_WHAT YOU WILL DO_
Go through the entries below and keep only the lines that contain the word "paved". Copy each of those lines in full.

_SUPPLIED ENTRIES_
* * * *

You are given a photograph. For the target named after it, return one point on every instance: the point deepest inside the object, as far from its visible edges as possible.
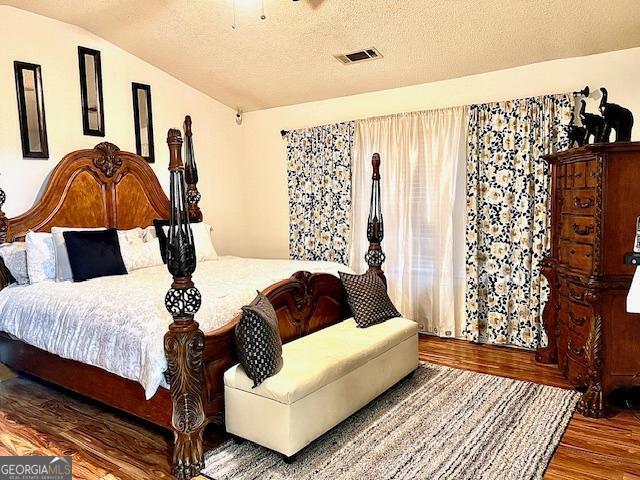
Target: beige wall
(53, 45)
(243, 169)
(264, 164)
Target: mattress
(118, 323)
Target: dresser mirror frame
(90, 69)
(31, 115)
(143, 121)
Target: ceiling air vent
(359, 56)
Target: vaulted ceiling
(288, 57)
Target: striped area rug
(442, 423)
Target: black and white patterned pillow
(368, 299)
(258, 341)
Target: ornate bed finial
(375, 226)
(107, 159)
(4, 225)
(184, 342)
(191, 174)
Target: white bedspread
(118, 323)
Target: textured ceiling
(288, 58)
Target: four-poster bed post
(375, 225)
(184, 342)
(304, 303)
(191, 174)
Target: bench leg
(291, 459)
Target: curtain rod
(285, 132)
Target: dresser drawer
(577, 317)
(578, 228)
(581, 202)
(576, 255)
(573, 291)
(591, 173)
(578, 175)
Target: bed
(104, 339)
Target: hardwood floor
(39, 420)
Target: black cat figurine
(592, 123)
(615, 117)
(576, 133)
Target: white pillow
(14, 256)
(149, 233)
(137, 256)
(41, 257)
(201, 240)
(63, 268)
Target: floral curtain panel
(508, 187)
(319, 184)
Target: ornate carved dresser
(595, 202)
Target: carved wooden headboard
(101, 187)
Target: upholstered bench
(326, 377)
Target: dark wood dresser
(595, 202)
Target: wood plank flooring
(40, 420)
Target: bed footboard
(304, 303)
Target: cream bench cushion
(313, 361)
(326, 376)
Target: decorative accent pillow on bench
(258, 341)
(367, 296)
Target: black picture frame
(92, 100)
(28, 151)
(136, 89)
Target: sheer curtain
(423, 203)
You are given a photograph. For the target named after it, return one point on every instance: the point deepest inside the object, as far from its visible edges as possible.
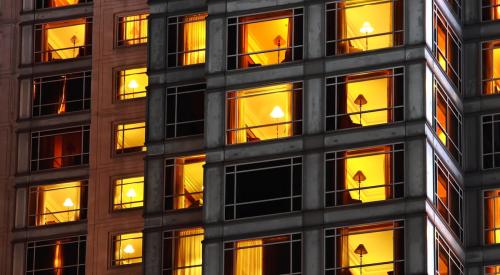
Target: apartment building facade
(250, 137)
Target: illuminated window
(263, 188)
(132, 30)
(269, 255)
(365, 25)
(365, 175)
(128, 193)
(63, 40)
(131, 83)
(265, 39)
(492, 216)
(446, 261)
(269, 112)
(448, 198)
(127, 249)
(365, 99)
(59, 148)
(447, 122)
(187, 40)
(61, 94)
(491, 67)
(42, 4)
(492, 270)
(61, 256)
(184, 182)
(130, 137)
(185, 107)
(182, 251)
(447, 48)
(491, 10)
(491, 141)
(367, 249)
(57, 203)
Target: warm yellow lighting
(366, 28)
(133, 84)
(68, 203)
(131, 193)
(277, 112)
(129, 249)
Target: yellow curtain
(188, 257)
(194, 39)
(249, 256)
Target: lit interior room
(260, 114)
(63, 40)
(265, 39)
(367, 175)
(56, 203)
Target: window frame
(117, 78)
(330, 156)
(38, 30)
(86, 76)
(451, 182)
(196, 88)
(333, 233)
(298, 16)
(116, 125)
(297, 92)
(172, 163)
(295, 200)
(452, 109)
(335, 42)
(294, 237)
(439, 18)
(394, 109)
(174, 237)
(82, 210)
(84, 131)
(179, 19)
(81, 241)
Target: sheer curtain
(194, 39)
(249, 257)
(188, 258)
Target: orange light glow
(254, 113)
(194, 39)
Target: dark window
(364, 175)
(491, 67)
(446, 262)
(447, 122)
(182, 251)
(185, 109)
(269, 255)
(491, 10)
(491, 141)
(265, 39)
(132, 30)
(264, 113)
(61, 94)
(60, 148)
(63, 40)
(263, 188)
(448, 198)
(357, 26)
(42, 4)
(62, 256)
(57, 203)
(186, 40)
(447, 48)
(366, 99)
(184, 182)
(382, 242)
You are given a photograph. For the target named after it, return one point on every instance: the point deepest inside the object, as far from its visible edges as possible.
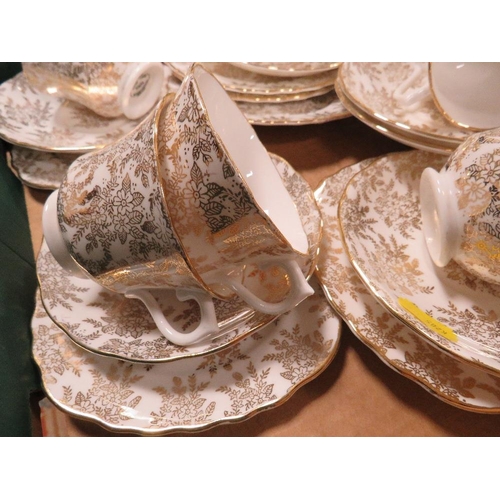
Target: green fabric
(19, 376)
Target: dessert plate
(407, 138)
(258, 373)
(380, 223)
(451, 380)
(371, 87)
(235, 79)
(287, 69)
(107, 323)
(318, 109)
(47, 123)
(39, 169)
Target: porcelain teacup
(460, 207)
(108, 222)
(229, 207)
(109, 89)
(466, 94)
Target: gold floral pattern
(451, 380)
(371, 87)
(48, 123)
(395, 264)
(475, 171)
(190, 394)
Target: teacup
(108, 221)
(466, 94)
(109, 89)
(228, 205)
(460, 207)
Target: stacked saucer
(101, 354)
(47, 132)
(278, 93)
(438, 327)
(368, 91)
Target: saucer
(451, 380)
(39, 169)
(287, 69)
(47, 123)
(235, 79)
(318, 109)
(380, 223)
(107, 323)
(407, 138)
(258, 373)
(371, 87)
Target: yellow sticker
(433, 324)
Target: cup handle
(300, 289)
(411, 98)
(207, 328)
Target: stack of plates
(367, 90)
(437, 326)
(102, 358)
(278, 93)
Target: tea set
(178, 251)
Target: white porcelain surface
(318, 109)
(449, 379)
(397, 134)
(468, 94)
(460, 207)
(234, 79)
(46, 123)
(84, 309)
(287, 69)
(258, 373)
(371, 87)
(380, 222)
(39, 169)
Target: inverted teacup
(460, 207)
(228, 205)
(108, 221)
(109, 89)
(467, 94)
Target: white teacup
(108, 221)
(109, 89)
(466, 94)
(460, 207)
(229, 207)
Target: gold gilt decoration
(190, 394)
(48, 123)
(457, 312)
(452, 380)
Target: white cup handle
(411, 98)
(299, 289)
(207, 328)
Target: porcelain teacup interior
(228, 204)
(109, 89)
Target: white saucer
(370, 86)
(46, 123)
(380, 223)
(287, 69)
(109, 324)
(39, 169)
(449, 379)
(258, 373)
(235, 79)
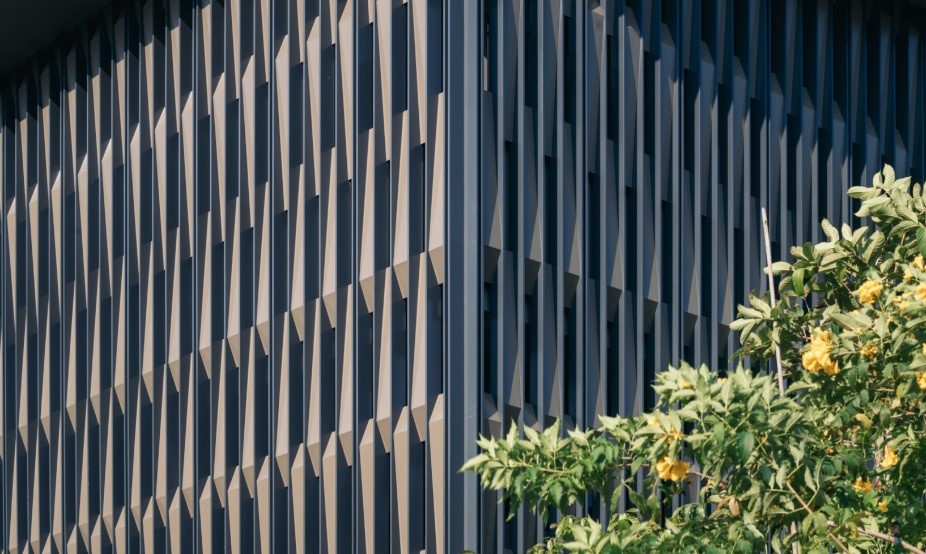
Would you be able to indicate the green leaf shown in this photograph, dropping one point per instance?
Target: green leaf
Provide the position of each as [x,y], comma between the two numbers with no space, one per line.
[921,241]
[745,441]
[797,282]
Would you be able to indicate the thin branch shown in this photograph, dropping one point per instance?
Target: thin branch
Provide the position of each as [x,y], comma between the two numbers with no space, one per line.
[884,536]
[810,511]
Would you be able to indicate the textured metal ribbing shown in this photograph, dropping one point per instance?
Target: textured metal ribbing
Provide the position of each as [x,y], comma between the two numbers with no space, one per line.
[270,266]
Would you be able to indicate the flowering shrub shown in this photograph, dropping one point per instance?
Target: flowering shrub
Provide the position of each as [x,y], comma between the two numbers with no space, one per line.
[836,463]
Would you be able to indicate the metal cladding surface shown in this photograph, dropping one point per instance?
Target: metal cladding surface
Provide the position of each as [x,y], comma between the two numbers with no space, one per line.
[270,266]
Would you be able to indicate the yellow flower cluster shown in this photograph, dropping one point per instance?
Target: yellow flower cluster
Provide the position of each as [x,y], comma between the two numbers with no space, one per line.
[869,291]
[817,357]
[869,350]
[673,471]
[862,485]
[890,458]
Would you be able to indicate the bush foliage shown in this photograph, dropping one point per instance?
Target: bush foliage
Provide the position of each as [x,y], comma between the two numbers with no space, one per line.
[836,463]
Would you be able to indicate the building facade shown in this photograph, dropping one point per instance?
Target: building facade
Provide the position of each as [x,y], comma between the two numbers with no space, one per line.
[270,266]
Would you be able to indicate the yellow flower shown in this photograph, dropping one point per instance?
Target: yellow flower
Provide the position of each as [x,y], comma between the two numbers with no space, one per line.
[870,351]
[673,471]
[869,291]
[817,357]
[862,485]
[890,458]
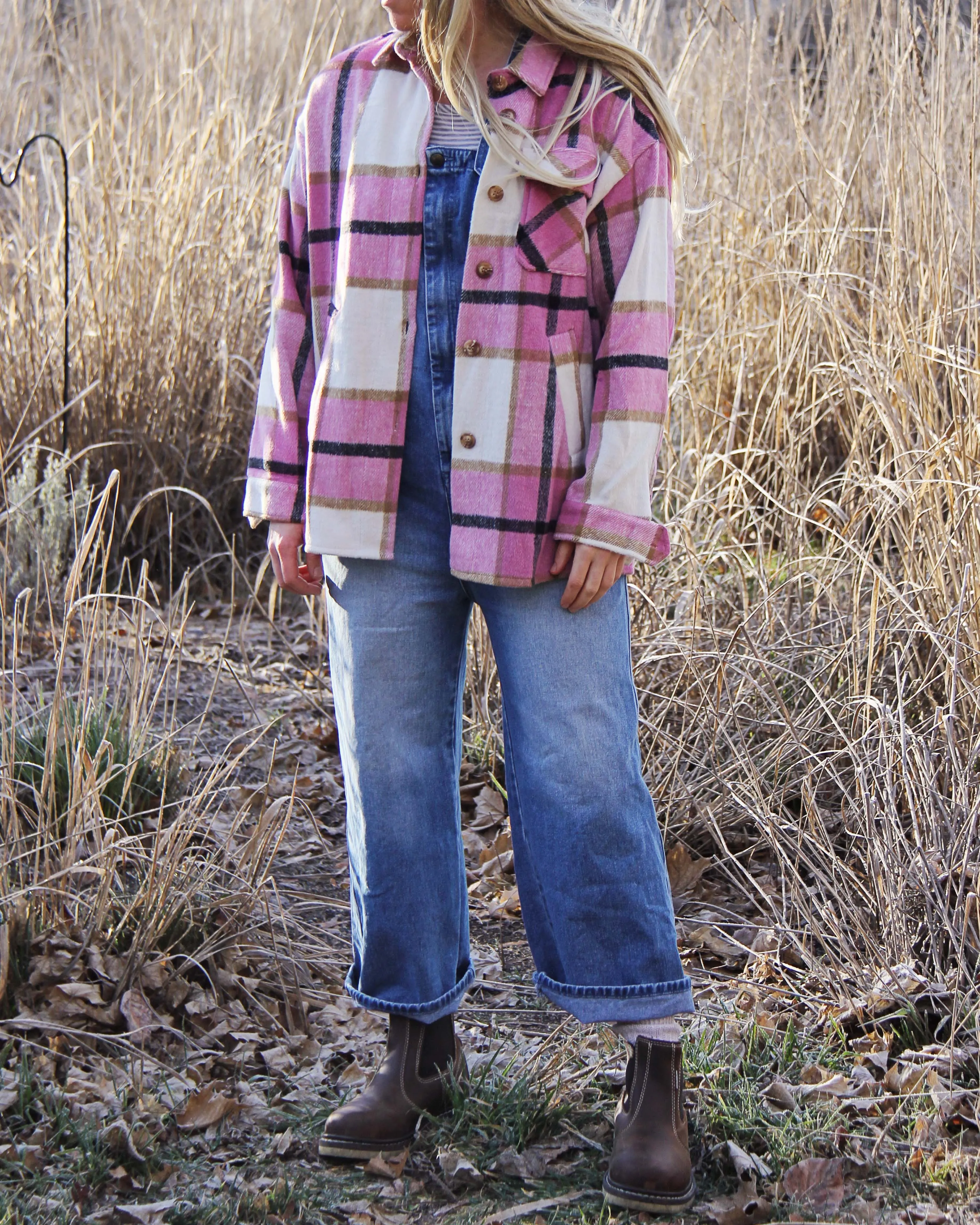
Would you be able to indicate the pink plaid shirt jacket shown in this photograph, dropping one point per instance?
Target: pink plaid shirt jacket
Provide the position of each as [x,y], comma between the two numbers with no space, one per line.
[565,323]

* * * *

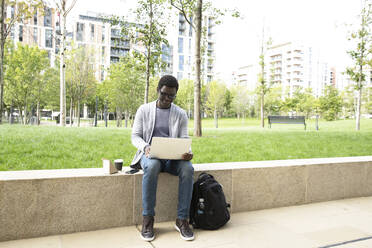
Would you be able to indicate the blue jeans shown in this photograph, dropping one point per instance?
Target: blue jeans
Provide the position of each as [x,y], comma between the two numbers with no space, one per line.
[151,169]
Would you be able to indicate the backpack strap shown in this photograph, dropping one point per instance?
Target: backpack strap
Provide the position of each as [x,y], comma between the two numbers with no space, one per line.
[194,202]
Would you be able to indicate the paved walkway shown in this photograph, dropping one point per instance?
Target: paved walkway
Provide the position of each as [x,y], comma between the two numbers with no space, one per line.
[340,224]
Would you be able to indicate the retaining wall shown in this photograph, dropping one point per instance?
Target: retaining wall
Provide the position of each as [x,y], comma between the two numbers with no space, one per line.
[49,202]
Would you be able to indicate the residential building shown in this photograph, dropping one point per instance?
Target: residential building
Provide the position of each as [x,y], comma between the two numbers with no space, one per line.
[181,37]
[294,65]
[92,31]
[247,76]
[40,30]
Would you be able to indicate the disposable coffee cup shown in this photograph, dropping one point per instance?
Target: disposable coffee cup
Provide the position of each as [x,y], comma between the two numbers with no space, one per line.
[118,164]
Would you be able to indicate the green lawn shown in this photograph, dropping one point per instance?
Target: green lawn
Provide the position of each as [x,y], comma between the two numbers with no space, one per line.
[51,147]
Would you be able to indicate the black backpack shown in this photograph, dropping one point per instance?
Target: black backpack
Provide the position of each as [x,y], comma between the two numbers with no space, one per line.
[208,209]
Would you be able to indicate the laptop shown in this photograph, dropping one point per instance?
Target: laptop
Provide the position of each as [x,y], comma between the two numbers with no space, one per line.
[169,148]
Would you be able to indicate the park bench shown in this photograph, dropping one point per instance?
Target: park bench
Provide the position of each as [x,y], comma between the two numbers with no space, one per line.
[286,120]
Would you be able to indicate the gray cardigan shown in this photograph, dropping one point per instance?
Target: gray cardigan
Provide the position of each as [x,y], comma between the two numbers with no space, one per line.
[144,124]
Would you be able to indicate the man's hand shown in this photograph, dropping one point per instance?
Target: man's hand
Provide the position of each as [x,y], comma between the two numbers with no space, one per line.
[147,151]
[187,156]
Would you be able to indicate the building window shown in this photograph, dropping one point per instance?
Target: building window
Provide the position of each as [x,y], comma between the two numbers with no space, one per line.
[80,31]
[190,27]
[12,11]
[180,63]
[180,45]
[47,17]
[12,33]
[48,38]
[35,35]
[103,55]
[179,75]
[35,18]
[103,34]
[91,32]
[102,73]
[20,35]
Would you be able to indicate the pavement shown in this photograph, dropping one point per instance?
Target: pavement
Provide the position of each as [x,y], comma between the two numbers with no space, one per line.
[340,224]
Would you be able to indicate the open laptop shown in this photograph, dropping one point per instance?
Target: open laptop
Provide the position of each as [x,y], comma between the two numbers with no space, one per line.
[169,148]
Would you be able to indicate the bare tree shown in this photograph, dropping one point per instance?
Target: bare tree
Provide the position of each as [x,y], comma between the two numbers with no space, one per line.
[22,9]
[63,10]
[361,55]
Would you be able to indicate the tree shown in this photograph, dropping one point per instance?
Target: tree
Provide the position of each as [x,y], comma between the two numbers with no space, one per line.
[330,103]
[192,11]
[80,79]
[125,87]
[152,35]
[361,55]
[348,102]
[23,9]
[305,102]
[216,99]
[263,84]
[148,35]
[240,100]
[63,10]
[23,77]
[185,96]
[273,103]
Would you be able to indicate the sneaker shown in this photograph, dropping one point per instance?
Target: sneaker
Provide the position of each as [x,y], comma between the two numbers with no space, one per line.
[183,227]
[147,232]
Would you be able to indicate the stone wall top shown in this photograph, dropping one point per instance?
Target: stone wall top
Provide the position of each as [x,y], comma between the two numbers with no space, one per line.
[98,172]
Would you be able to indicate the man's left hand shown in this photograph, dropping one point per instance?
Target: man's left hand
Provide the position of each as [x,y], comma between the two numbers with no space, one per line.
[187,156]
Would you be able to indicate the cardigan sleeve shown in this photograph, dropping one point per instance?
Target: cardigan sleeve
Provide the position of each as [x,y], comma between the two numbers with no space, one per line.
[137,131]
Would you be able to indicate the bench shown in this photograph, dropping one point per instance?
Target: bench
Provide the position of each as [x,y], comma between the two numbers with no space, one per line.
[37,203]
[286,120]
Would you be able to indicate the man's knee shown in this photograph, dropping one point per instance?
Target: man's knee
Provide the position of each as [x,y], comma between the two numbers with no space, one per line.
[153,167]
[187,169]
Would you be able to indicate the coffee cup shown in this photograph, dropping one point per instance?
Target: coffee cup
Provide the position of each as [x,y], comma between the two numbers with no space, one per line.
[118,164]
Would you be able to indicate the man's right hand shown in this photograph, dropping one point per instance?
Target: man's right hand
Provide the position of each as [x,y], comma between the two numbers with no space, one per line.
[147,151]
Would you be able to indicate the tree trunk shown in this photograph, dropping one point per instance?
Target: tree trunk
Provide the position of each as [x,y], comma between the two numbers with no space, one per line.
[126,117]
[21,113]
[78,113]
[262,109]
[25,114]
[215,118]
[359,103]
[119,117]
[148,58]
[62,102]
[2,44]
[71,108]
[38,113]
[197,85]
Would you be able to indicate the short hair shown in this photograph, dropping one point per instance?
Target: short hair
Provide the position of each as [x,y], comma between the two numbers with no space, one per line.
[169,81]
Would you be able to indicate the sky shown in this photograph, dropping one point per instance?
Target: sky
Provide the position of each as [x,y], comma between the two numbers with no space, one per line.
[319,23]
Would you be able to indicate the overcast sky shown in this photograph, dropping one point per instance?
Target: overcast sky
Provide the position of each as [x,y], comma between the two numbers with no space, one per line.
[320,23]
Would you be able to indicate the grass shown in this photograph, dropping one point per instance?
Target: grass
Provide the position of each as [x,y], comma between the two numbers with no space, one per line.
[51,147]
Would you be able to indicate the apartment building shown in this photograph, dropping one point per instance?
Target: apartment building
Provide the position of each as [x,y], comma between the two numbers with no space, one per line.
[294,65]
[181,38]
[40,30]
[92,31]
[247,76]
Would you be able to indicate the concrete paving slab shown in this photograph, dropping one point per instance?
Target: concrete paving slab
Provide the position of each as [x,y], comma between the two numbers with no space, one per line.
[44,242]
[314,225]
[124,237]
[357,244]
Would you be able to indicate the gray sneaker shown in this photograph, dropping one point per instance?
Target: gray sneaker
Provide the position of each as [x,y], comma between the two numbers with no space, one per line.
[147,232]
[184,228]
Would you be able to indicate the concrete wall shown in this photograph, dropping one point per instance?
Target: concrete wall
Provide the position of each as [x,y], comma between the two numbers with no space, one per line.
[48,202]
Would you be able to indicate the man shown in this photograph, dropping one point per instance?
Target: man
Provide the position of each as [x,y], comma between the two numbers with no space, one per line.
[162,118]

* * * *

_RESPONSE_
Would you be able to indicate the paved walkway shown in this photograph, dropping one point per instance?
Target: paved walkway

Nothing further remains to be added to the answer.